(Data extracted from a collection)
───
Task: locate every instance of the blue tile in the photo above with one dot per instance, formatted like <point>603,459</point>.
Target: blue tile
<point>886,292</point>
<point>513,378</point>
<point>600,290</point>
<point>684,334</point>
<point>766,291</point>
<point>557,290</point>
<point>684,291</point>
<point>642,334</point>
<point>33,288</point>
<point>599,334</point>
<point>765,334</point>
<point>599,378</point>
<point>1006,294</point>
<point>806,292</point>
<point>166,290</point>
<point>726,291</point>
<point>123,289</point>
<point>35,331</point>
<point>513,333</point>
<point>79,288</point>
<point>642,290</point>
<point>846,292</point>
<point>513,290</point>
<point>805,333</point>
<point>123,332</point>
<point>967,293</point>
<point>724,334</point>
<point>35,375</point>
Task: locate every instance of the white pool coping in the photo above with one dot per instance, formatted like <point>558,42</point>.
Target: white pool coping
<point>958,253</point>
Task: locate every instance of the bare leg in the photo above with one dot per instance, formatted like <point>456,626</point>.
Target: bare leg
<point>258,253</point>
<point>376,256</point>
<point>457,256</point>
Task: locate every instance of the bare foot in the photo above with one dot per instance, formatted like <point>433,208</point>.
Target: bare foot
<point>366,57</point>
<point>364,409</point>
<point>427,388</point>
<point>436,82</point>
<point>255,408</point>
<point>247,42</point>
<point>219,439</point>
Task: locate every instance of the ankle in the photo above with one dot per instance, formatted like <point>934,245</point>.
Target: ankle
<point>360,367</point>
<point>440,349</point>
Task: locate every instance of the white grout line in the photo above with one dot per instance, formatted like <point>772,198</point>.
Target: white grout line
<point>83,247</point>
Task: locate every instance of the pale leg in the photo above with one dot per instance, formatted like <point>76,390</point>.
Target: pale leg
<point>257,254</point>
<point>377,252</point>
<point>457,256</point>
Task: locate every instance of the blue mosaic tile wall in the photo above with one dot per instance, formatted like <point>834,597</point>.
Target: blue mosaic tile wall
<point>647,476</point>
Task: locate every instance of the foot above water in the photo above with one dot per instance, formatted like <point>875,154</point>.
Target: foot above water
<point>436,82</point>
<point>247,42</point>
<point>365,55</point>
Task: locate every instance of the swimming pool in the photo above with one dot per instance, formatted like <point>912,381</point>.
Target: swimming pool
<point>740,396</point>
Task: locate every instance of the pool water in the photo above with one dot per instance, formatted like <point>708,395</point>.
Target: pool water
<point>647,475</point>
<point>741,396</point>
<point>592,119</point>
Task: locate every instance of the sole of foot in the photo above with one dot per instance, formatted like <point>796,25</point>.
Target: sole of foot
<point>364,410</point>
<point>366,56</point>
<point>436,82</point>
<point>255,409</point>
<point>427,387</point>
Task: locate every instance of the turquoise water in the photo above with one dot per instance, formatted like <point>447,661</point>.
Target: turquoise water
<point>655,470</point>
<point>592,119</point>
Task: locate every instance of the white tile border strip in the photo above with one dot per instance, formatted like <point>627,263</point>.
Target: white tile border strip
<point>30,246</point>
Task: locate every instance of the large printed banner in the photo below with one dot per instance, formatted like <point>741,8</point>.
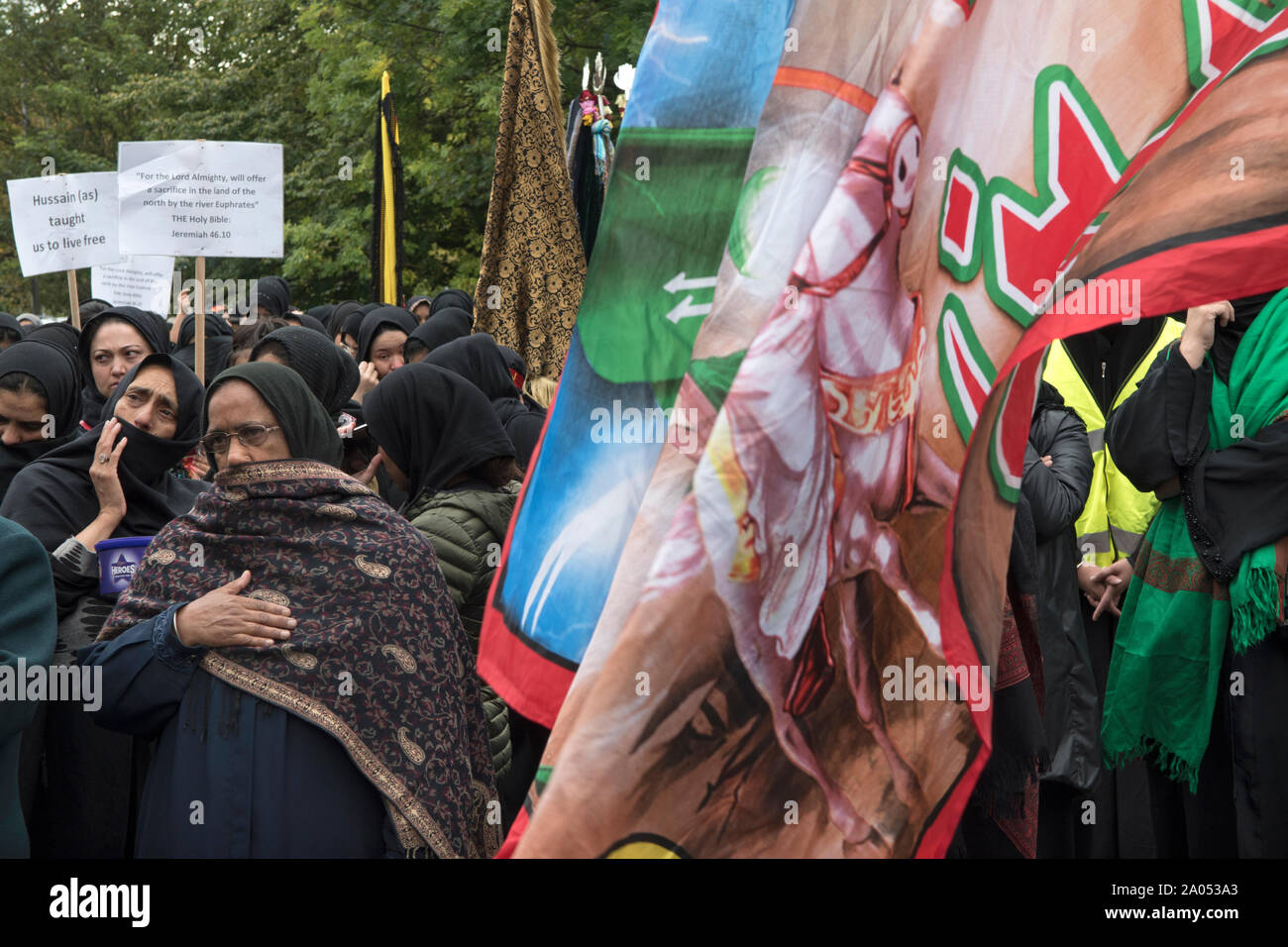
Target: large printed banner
<point>838,497</point>
<point>681,159</point>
───
## Exercise description
All of the entries above must be reproduced exactly, and no image may be included.

## Exercise result
Task: locate every instance of the blue tile in the photo above with one dot per instance, formatted like <point>603,459</point>.
Target: blue tile
<point>886,292</point>
<point>513,378</point>
<point>600,290</point>
<point>684,334</point>
<point>766,291</point>
<point>557,290</point>
<point>684,291</point>
<point>642,334</point>
<point>33,288</point>
<point>599,334</point>
<point>765,334</point>
<point>599,378</point>
<point>1006,294</point>
<point>806,292</point>
<point>166,290</point>
<point>726,291</point>
<point>123,289</point>
<point>35,331</point>
<point>513,333</point>
<point>79,288</point>
<point>642,290</point>
<point>846,292</point>
<point>513,290</point>
<point>805,333</point>
<point>123,332</point>
<point>967,293</point>
<point>724,334</point>
<point>35,375</point>
Task: locate every instance of the white pool coping in the photo above with one dot per instance, formatted like <point>558,42</point>.
Target: white pool coping
<point>958,253</point>
Task: locate every instance of the bare leg in the photo above with one dot per instance, formatted like <point>456,626</point>.
Target: bare leg
<point>258,253</point>
<point>376,256</point>
<point>457,256</point>
Task: locate every instance of the bare foot in the photo above with one dot per instance, formatted like <point>433,208</point>.
Target: bare foot
<point>366,57</point>
<point>364,409</point>
<point>427,388</point>
<point>436,82</point>
<point>255,408</point>
<point>247,42</point>
<point>219,439</point>
Task: locate every instance of the ankle in the photo above with one dot per instance, formatted like <point>934,245</point>.
Target: ankle
<point>360,367</point>
<point>440,349</point>
Task: locate every instance of the white grout line in the photo above with one dot per instance, formatted like <point>772,198</point>.
Target: white grout line
<point>83,247</point>
Task: locate every instance of the pale leg in the photo above with one dot per instance, formatted like <point>76,390</point>.
Target: pale leg
<point>257,254</point>
<point>377,252</point>
<point>457,256</point>
Task: locate every instance of the blue mosaic tile wall in the photo above with one dot per instance, formatted like <point>834,597</point>.
Target: blue mosaic tile wall
<point>647,476</point>
Task: locate every instance of the foot above water in the photo above with one dot per instance, formatted like <point>875,154</point>.
Target: foot above water
<point>436,82</point>
<point>247,42</point>
<point>365,55</point>
Task: locate every instance of the swimming pool in the photo above with one dot per instance, formatted like <point>912,381</point>.
Target: swimming pool
<point>740,396</point>
Task: locate every instance of the pool water in the photo above with one dot per instance, formatted like <point>708,395</point>.
Target: pool water
<point>647,475</point>
<point>741,396</point>
<point>592,119</point>
Task: locate every instance of the sole of foot in the photo above with one dot per instance, formatted like <point>796,25</point>.
Target: sole of foot
<point>364,410</point>
<point>366,56</point>
<point>436,82</point>
<point>255,409</point>
<point>427,387</point>
Task: locate every instance of the turquoise water in the photo above with one dot per instance, formatted like <point>447,661</point>.
Target: turquoise water
<point>655,470</point>
<point>592,119</point>
Task: locate every instance of the white tile border strip in the photo above with one dot per instance, formatted like <point>627,263</point>.
Target: white tile border strip
<point>30,246</point>
Task: locate every instance of the large printed banner in the photo below with one dot per instance, formatted like <point>741,8</point>.
Target: large printed banner
<point>838,497</point>
<point>681,159</point>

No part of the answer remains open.